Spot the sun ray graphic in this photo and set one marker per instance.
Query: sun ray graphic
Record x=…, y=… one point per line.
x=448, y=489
##############################
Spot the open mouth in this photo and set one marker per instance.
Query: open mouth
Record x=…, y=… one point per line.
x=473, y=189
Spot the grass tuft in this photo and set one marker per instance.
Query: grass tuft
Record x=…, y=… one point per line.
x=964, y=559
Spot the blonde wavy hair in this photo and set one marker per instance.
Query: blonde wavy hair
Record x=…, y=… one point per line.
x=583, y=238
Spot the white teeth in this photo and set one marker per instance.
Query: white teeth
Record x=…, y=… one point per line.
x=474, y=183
##############################
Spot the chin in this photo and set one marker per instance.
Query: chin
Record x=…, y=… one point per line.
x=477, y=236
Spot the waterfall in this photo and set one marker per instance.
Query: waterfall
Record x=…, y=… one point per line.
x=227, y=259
##############################
Scan the listing above, and wherever a line holds the string "graphic", copy that line.

• Answer to this task:
Spot the sun ray graphic in this photo and set one marker per instance.
Query: sun ray graphic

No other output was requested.